**PROBLEM DESCRIPTION**
Please count the lines of the records below that contain the string "wooden", with case counting, and reply with only that number.

**RECORDS SUPPLIED**

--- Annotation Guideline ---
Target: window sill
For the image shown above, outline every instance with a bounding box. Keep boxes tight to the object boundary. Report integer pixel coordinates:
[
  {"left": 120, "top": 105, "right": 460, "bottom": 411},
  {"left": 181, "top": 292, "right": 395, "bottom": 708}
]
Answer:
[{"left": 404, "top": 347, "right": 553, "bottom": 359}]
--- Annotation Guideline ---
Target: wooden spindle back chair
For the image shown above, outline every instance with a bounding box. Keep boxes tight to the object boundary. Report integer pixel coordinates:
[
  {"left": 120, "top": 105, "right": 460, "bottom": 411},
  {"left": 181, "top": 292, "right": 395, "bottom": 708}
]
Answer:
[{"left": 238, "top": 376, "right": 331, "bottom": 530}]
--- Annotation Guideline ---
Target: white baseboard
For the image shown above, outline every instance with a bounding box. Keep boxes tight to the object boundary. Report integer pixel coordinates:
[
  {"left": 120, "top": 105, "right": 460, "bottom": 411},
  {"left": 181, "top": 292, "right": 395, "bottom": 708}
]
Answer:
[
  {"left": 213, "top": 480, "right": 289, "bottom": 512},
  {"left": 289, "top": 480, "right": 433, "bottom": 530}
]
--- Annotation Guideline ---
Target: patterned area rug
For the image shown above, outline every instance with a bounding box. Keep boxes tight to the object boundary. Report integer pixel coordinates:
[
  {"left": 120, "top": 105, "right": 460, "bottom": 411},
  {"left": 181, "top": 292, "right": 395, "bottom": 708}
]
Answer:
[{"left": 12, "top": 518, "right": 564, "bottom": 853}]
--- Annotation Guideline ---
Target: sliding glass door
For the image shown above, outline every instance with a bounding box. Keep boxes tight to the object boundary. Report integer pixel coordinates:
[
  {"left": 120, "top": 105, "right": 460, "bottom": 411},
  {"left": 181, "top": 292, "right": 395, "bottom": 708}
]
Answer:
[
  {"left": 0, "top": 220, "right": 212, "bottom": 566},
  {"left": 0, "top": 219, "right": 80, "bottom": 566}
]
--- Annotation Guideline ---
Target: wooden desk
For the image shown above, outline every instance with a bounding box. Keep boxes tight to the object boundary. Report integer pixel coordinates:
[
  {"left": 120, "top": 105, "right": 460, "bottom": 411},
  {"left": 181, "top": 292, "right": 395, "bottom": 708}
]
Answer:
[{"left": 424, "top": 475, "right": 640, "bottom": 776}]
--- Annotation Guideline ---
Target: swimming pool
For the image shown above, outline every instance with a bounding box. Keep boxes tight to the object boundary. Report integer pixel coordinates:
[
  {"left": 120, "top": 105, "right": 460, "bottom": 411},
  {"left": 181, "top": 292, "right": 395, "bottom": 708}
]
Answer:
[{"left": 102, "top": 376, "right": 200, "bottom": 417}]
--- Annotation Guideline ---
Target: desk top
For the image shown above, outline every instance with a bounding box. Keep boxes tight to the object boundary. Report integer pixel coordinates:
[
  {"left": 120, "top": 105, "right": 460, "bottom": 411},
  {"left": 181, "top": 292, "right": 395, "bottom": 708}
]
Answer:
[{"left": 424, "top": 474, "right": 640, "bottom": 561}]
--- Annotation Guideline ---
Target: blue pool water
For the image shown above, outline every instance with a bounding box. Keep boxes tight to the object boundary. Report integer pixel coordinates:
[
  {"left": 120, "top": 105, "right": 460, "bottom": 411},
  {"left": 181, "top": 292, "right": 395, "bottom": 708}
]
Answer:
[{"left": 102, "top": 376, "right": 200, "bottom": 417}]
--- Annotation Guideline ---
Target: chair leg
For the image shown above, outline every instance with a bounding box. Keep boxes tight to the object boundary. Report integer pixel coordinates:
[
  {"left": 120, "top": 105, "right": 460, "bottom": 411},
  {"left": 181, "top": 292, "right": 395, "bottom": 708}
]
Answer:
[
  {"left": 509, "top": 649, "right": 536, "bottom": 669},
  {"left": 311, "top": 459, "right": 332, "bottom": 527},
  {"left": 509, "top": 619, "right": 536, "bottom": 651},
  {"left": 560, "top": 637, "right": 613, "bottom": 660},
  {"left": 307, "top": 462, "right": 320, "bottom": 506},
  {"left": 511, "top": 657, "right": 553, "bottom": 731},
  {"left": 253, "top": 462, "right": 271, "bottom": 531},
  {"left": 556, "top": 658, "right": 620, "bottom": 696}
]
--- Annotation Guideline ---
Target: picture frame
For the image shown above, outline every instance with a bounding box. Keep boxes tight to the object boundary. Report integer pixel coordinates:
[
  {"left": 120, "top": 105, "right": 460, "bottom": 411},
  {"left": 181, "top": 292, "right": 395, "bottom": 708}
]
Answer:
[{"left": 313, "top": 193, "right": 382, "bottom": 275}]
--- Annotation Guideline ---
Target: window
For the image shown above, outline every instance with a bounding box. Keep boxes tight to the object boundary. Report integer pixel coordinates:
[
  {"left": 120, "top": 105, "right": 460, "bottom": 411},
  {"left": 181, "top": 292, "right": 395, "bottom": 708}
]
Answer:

**COMPLETED EXERCISE**
2